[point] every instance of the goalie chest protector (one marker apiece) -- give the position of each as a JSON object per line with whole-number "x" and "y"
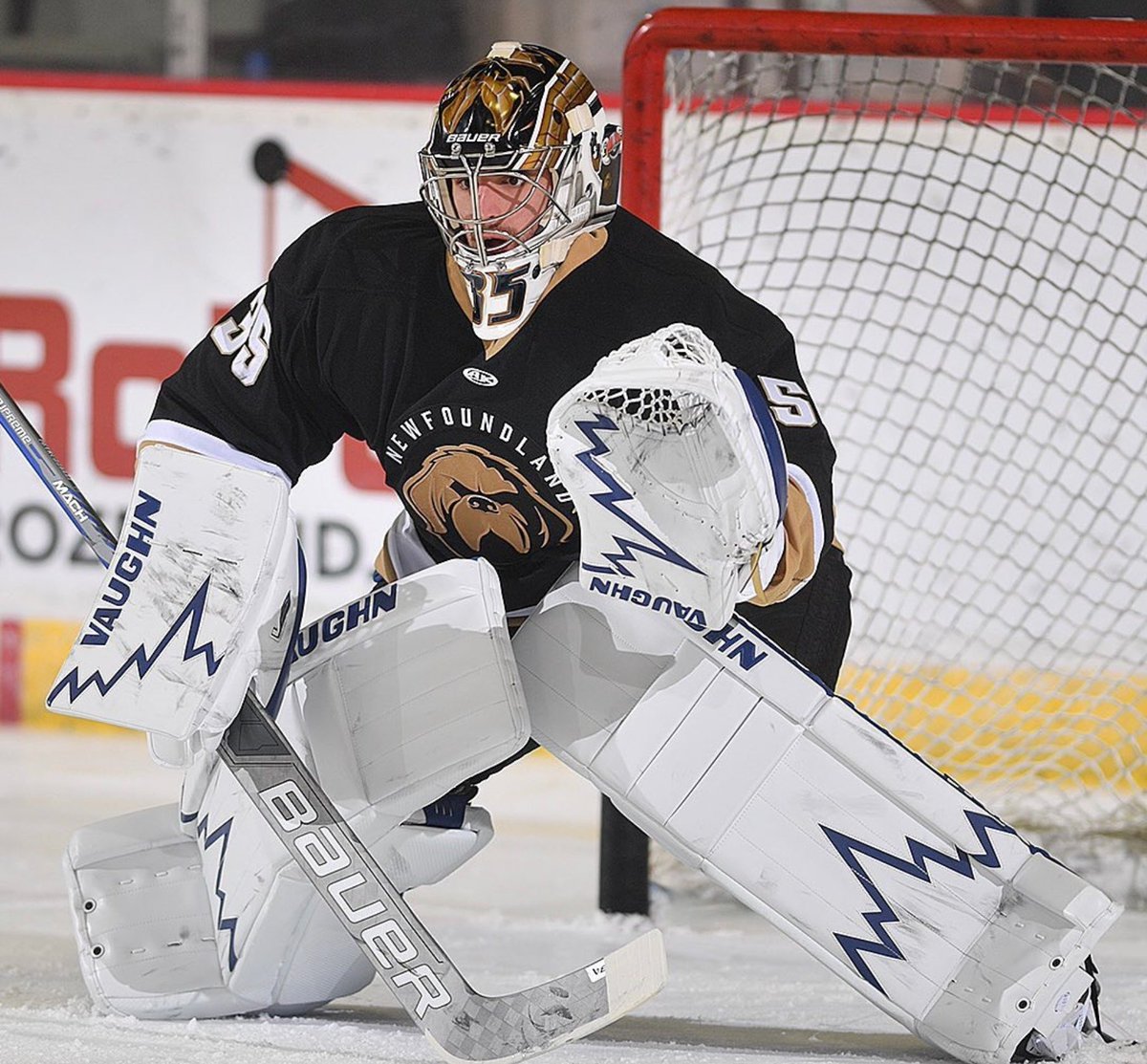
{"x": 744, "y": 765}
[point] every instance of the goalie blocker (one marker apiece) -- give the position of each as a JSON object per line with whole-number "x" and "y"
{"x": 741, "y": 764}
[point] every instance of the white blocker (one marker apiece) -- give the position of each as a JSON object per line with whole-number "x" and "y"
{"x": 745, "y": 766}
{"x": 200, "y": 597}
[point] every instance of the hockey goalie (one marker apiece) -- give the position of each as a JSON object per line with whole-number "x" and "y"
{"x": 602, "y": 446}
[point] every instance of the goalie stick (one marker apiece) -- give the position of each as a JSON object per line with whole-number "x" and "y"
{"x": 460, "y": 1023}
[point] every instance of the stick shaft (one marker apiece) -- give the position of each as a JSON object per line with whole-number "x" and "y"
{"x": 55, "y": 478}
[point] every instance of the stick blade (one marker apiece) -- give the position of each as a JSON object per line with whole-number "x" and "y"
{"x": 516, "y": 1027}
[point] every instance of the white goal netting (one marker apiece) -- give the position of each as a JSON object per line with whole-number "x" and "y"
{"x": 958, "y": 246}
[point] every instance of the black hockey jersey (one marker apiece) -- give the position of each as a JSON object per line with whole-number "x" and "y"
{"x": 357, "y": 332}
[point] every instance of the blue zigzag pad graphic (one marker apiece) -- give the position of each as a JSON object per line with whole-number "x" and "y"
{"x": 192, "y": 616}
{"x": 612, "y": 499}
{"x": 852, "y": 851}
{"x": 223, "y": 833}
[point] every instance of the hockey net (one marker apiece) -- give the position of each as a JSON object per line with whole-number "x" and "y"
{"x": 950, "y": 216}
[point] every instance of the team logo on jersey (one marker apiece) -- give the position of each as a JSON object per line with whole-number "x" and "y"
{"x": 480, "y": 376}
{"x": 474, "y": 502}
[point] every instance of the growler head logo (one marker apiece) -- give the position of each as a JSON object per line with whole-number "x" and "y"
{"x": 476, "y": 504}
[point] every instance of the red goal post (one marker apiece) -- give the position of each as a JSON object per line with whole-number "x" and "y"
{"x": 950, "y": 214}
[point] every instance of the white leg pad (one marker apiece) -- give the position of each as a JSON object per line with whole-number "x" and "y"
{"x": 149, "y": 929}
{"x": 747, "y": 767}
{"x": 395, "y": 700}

...

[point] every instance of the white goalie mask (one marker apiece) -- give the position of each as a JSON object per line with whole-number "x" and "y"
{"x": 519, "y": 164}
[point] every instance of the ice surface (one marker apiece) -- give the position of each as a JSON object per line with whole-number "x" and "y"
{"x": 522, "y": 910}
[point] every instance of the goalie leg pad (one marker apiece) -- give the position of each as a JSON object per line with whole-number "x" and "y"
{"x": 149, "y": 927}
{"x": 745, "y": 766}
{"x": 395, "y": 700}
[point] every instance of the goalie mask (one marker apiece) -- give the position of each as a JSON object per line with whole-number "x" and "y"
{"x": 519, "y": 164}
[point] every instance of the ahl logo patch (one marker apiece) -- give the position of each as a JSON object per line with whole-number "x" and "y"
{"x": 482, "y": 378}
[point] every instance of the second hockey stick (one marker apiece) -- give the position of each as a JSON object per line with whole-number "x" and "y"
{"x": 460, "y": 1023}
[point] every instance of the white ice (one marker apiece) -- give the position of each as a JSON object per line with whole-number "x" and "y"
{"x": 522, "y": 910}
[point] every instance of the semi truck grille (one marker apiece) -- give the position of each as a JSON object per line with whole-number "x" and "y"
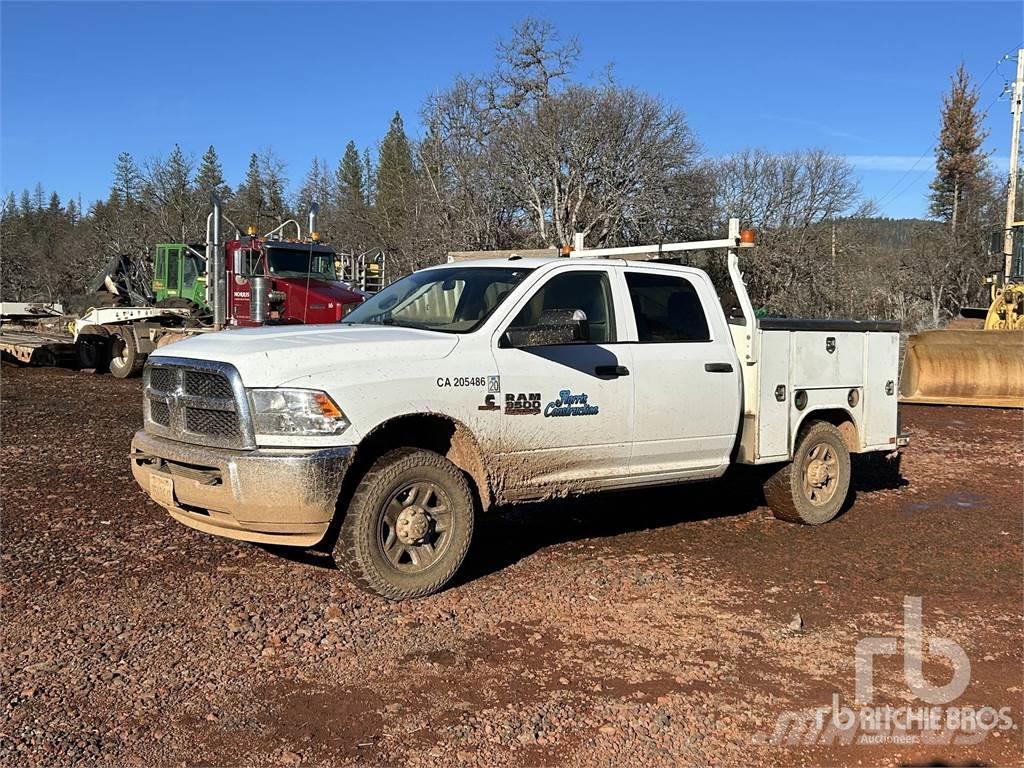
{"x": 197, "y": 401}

==

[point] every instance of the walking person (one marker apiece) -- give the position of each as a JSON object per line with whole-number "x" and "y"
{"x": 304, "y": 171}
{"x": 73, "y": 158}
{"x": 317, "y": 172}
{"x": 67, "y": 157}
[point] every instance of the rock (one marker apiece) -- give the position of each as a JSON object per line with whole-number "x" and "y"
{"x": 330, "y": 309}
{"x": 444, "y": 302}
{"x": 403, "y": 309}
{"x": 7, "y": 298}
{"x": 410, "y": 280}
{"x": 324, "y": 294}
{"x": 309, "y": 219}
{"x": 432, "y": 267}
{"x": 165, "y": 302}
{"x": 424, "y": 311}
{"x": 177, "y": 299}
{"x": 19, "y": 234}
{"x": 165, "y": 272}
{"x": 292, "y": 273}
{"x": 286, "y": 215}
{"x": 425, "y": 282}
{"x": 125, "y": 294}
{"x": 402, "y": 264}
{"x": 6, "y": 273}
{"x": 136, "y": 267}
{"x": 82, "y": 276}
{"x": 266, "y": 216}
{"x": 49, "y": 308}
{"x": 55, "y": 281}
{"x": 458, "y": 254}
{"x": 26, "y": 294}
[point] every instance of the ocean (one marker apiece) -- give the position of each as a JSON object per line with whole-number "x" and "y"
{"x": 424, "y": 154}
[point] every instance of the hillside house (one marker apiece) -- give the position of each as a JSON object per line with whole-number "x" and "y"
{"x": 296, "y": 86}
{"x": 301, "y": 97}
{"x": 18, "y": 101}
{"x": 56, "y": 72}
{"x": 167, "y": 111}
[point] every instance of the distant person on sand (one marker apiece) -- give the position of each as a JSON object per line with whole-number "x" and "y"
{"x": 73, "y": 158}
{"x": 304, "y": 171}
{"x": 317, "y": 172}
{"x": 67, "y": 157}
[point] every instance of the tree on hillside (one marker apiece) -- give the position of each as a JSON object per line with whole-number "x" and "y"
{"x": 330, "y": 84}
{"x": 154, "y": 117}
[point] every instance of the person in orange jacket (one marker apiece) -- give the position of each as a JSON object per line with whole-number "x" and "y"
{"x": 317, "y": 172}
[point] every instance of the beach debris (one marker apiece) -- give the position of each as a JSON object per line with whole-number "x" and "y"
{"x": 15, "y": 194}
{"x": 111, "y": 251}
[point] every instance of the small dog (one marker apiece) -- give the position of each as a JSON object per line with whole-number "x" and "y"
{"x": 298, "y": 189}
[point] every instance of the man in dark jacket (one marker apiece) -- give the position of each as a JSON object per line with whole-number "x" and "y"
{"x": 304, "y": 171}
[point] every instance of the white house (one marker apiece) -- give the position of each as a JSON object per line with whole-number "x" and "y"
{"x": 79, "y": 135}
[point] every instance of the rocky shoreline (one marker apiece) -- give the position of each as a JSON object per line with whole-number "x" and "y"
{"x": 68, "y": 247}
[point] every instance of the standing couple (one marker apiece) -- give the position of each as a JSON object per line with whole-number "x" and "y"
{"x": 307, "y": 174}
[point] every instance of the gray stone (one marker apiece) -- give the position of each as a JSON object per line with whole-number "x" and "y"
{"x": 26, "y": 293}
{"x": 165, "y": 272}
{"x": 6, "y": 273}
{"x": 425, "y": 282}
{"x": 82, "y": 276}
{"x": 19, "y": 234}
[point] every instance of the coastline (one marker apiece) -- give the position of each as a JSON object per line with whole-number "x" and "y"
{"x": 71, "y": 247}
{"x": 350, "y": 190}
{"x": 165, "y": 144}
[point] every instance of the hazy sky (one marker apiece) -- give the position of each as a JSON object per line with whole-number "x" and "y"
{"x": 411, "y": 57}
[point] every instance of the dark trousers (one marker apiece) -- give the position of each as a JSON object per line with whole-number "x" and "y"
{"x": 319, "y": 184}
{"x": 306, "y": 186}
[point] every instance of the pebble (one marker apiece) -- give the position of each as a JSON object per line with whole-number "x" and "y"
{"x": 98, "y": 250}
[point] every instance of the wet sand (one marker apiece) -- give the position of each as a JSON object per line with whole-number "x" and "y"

▸ Description of the task:
Which lines of the entries above contain the word "jersey"? Copy each of them in full.

▸ Solution below:
[point] every instance of the black hockey jersey (one marker apiece) -- give the position of each as a JSON object per line with whole-number "x" and "y"
[point] every instance of the team logo on jersey (one marker apiece) -- give the position of each as a JSON object per line with whole-number "x" and "y"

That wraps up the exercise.